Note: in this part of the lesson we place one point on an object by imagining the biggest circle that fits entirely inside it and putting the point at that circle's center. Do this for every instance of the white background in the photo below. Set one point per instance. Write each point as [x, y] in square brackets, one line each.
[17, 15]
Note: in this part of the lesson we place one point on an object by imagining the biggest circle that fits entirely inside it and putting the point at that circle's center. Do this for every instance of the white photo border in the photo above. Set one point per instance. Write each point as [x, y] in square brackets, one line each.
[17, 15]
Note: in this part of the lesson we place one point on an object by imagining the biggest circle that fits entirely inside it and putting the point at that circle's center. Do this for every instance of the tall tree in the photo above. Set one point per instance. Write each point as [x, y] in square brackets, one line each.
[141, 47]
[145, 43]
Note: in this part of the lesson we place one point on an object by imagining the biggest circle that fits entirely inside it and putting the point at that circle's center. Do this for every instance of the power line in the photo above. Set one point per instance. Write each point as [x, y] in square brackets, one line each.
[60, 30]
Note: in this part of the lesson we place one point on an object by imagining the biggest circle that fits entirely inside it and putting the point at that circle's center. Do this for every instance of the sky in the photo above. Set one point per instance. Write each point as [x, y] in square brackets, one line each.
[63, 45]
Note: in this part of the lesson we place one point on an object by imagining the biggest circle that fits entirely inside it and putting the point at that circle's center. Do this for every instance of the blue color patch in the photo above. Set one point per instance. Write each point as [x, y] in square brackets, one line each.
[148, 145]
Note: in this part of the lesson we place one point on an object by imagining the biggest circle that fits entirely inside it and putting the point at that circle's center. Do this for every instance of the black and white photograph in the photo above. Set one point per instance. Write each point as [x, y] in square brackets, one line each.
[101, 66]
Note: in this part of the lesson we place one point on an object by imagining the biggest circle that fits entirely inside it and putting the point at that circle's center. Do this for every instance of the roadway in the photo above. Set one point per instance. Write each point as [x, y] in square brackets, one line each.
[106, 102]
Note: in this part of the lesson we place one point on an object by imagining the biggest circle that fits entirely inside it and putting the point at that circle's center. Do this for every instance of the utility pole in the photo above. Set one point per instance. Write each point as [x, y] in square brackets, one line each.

■ ■ ■ ■

REQUIRED TASK —
Reproduce exactly the line that holds "of the roadway", then every line after it, ending with the final line of the records above.

FULL RESPONSE —
Note: in this part of the lesson we place one point on an object by imagining the biggest circle that fits entirely inside it and putting the point at that circle's center. Do this for every instance of the roadway in the photo above. Set one point per instance. Write each point as [x, y] in square brackets, one line each.
[106, 102]
Note: in this part of the lesson we place one point on an object by imagining the biggest circle that fits entirely inside it and putting the point at that circle's center. Do this for every instance of the utility pole in the photo above. Set one point per instance. Write each point as [x, y] in square brackets, one line each.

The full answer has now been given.